What is needed — Copy the data below exactly.

Point annotation dataset records —
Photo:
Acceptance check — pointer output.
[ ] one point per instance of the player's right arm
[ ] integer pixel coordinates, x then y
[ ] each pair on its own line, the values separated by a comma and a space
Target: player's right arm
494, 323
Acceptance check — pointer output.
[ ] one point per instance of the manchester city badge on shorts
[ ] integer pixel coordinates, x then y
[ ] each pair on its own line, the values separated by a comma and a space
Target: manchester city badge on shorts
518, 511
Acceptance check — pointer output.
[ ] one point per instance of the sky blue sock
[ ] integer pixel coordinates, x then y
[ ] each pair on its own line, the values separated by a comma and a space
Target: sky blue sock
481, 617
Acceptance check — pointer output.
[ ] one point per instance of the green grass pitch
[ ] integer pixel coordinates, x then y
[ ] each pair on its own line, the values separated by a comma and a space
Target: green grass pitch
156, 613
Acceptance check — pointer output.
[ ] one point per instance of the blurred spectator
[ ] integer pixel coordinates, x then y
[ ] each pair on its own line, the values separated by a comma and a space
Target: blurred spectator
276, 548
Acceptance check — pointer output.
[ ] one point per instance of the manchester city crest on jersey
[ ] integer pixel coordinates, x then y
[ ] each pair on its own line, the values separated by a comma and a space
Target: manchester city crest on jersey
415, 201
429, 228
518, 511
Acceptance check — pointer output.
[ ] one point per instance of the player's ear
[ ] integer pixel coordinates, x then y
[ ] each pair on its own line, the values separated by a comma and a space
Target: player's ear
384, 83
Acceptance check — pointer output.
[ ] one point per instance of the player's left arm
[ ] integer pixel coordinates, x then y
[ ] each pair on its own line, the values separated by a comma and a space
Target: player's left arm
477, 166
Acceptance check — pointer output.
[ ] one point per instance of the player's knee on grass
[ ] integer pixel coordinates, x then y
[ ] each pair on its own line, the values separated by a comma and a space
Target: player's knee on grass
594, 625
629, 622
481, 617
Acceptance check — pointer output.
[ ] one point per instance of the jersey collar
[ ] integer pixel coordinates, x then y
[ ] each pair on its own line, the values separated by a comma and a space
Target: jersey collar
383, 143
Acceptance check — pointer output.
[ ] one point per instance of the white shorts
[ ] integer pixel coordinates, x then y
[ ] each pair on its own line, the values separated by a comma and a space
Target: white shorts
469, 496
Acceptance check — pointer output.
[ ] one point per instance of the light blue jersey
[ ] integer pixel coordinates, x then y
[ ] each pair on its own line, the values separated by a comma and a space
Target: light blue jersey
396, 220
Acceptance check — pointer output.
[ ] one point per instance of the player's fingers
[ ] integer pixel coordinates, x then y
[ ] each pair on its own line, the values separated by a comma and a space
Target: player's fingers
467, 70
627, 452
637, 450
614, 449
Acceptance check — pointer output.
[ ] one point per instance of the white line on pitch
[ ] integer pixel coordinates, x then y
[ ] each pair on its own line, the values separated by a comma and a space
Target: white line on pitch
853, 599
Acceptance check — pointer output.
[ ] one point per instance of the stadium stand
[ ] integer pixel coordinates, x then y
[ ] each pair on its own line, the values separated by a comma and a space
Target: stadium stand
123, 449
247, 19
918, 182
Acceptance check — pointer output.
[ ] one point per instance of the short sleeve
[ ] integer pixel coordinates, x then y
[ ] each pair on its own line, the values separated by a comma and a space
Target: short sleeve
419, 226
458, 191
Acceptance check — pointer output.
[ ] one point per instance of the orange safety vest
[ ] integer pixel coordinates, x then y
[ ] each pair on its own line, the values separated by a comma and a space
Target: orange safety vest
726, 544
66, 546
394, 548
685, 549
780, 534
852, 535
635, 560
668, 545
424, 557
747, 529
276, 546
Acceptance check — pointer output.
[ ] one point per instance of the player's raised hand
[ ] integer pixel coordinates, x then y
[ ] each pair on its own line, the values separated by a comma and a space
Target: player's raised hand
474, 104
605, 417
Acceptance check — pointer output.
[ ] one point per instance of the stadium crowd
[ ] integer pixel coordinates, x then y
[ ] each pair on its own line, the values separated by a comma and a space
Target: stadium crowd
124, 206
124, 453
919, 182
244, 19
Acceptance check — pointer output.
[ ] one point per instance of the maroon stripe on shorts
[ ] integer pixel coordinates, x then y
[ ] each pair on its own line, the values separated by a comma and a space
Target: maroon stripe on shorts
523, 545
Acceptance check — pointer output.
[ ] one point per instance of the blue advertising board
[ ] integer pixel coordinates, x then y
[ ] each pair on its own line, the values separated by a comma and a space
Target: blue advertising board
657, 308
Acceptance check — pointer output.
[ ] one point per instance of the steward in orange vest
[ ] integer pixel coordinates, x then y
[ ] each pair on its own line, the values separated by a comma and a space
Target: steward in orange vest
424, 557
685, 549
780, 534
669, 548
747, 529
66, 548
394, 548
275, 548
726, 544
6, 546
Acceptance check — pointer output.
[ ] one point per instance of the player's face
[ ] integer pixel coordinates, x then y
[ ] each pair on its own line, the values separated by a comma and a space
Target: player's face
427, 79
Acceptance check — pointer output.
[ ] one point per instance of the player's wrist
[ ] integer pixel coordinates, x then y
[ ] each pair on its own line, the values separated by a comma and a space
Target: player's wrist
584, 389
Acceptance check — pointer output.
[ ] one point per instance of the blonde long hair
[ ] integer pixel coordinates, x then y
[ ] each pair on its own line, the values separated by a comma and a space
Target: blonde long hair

Answer to the exercise —
Photo:
Acceptance check — pointer output.
[ ] one point per instance of the player's right arm
[ ] integer pixel coordinates, x then y
[ ] each pair on its own line, the values separated by a comma and a space
Target: player's right arm
494, 323
Acceptance check — pointer output.
[ ] one point per instance of the manchester city badge on shorts
[ ] integer pixel coordinates, x then y
[ ] each pair on its own line, the values separated by a comma and a space
Target: manchester city badge on shorts
518, 511
Acceptance check — pointer output.
[ ] one point per instance of the sky blue sock
[ ] integer pixel coordinates, x then y
[ ] each pair on its own line, the values separated by a comma and a space
Target: sky blue sock
481, 617
Acceptance check — pointer output.
[ ] one point per instance of the green grass pitch
[ ] integer pixel coordinates, x then y
[ ] each pair on its own line, the values separated by a comma and a space
Target: green grass pitch
156, 613
Acceptance check — pointer output.
[ ] one point per instance of the blurred spectator
[ ] integer pixel coordinates, x then y
[ ] each pair on its own line, the values separated by a comma and a space
Target: blurred spectator
276, 548
Acceptance check — pointer output.
[ ] one point per instance of the manchester city crest on jersey
[ ] integer pixel coordinates, x then y
[ ] each pair on its own line, the values separated by a comma and a space
Target: manchester city crest on jersey
415, 201
429, 228
518, 511
Acceptance check — pointer output.
[ ] one point per instance of the player's ear
[ ] integer pixel coordinates, x then y
[ ] each pair on its own line, the values separated by a comma and a space
Target: player's ear
384, 83
Acceptance check — pointer output.
[ ] one point per instance of the player's left arm
[ ] integer pixel coordinates, x then y
[ ] each pair on its own line, the values separated by a comma and a space
Target: player's left arm
477, 166
Acceptance check — pointer output.
[ ] one point per instance of the player's knee on grass
[ ] integer pixel coordinates, x then y
[ ] each pair on its own line, the values separated by a comma and a space
Target: player's knee on grass
594, 625
629, 622
481, 617
Acceptance check — pointer output.
[ ] one point per instance of the jersey collar
[ ] integer pixel coordinates, x then y
[ ] each pair on its own line, the values separated by a comma and a space
Target: jersey collar
383, 143
Acceptance check — pointer output.
[ ] one point per instance of the white shorts
[ ] integer pixel coordinates, x then y
[ ] each pair on its own line, the values separated by a comma and a space
Target: white shorts
469, 496
Acceptance check — pointer output.
[ ] one point per instance of the light blue jersey
[ ] integer pixel coordinates, x then y
[ ] each pair on its own line, the values separated by a comma and a space
Target: light blue jersey
396, 220
Acceptance check — pointer output.
[ ] one point per instance of the player's fingers
[ ] integer pixel coordinates, x then y
[ ] each pair on its own line, the values separated by a comma and a space
Target: player's fingers
467, 70
627, 452
637, 450
614, 449
Acceptance check — pointer output.
[ ] one point per instance of the white line on pitch
[ ] integer pixel coordinates, x then y
[ ] each pair on its own line, the values separated by a comma and a space
Target: white line on pitch
853, 599
Acceptance check — pointer output.
[ ] one point per instance of the stadium stand
[ ] integer pixel coordinates, x then y
[ ] each pair on its own line, the values separated by a comma and a space
Target: stadium stand
123, 449
247, 19
918, 182
Acceptance check — pointer output.
[ ] one point per instance of the short sleeve
[ ] integer pixel coordinates, x then y
[ ] each pair on its own line, the values separated by a comma and a space
Target: short sleeve
419, 226
458, 191
Acceptance check — pointer output.
[ ] one point per instance of the orange safety vest
[ ] integer pixel coordinates, x then y
[ ] each pair on its own line, the values separated by a comma and a space
Target: orange safety vest
726, 544
66, 546
394, 548
685, 549
780, 534
852, 535
635, 560
668, 545
424, 557
747, 529
276, 546
Acceptance check — pointer output.
[ ] one point per instance of the player's raised hand
[ ] integer pixel coordinates, x then y
[ ] each pair on its own line, the values separated by a comma and a space
Target: player's raised hand
474, 104
605, 417
Acceptance check — pointer output.
[ ] one point per instance of the stadium crowd
[ ] integer pixel coordinates, x then y
[ ] each pair on its own line, the values separated by a comma and a space
Target: stadium crowd
124, 206
124, 453
919, 182
244, 19
Acceptance check — pointer output.
[ ] one point per instance of the maroon stripe on shorts
[ ] integer pixel coordinates, x then y
[ ] each pair on its own line, the values separated by a comma and a space
Target: maroon stripe on shorts
523, 545
Acceptance check — pointer output.
[ ] one point per instance of the blue advertising board
[ ] integer pixel coordinates, x then y
[ ] each pair on its own line, the values separated by a comma and a space
Target: blue advertising board
657, 308
Acceptance check — pointer output.
[ ] one point per instance of the steward in orange vest
[ ] integer pixel coordinates, x then y
[ ] each pair on its own line, the values separated by a comma and a space
Target: steward in orange vest
424, 557
685, 549
780, 534
669, 548
747, 529
66, 548
394, 548
275, 548
726, 544
6, 546
Acceptance check — pointer output.
[ ] one point per instance of the player's face
[ ] integer pixel coordinates, x then y
[ ] each pair on its own line, the values separated by a comma and a space
Target: player's face
427, 79
Acceptance check — pointer output.
[ ] one point per instance of the player's wrist
[ ] integer pixel coordinates, x then y
[ ] each pair on its own line, the values separated by a comma and a space
Target: player's wrist
584, 389
Acceptance check — pointer output.
[ ] one point per instance of the blonde long hair
[ ] integer pixel coordinates, x then y
[ ] each pair on its own line, the values separated by a comma and a space
Target: blonde long hair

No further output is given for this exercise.